→ TASK STATEMENT
Copy every one of the rows below verbatim, keeping each line in its original order.

Object pointing dataset rows

[start]

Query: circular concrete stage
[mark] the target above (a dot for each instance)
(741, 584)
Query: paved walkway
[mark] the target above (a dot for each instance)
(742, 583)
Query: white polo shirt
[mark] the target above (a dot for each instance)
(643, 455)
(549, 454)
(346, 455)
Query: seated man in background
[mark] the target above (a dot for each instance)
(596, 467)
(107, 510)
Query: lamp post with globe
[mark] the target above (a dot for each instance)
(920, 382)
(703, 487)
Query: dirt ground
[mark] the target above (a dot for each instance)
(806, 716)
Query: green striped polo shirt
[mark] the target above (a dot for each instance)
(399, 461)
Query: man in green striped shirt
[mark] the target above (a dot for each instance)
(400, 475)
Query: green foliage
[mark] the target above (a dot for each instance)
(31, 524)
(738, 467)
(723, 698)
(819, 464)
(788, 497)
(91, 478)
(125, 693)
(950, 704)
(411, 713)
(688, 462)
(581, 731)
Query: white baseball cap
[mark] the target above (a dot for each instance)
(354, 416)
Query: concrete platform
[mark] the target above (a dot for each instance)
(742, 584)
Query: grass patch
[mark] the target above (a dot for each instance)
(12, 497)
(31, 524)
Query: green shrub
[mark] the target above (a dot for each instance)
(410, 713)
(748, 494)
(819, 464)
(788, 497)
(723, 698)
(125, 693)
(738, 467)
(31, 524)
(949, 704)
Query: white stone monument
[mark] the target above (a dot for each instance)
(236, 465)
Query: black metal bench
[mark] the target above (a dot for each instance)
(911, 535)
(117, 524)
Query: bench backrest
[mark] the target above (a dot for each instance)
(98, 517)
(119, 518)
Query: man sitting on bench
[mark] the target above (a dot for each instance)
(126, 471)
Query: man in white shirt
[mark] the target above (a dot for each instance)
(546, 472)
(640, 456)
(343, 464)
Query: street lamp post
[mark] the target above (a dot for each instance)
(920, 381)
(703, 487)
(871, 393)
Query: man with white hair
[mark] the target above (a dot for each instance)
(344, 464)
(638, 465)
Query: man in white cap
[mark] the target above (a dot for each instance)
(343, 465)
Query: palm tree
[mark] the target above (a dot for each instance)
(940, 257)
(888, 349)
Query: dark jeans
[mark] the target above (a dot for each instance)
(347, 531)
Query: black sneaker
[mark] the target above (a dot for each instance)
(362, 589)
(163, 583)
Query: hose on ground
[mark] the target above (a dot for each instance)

[end]

→ REPLY TO THE TASK
Query: circular concrete stage
[mark] the target above (a dot for each instance)
(741, 584)
Query: paved walkway
[mark] the target above (a dot for each instance)
(742, 583)
Query: white polo shirt
[mark] the target above (a dot for each instance)
(643, 455)
(549, 454)
(346, 455)
Query: seated man in background
[mark] the target above (a dot for each instance)
(596, 467)
(107, 510)
Query: lamp post with globe
[mark] the target above (a dot for each instance)
(920, 382)
(703, 487)
Query: dirt ground
[mark] the target above (a dot for each instance)
(806, 716)
Query: green striped polo shirt
[mark] the target above (a dot for each instance)
(399, 461)
Query: man in green striped shirt
[mark] the target above (a dot for each instance)
(400, 475)
Query: green foliage
[mark] the target above (a dot for each instance)
(31, 524)
(738, 467)
(723, 698)
(819, 464)
(788, 497)
(91, 478)
(125, 693)
(950, 704)
(411, 713)
(688, 462)
(581, 731)
Query: white baseball cap
[mark] the target above (a dot for each instance)
(354, 416)
Query: concrete platform
[mark] the target above (a dot for each instance)
(742, 584)
Query: grass patch
[mark] the target above (a dot for each instance)
(12, 497)
(31, 524)
Query: green shrub
[mark] the target above (a dot for each instance)
(410, 713)
(748, 494)
(819, 464)
(788, 497)
(723, 698)
(125, 693)
(738, 467)
(31, 524)
(949, 704)
Query: white stone monument
[mark] the target above (a dot for each instance)
(236, 465)
Query: black metal bench
[mark] the target above (a dot for each instance)
(911, 535)
(117, 524)
Query: bench backrest
[mark] the target above (a dot for each instance)
(98, 517)
(119, 518)
Query: man sitting on bench
[mark] the target above (a dot for each instance)
(126, 471)
Query: man in white shirt
[mark] the target above (a dot for each instance)
(546, 472)
(640, 456)
(343, 464)
Query: street lamp post
[mark] the target above (a dot for each instance)
(920, 381)
(703, 487)
(871, 393)
Query: man with white hair
[mark] the target above (a dot for each instance)
(344, 464)
(638, 465)
Query: man in white cap
[mark] the target above (a dot for each instance)
(343, 465)
Query: palm tree
[mark] the target above (a dot for each instance)
(940, 257)
(888, 349)
Query: dark jeans
[mark] the target above (a dot for each instance)
(347, 531)
Query: black sneaker
[mark] the target above (a dot for each instance)
(362, 589)
(163, 583)
Query: hose on ground
[mark] the target above (a dot for each instance)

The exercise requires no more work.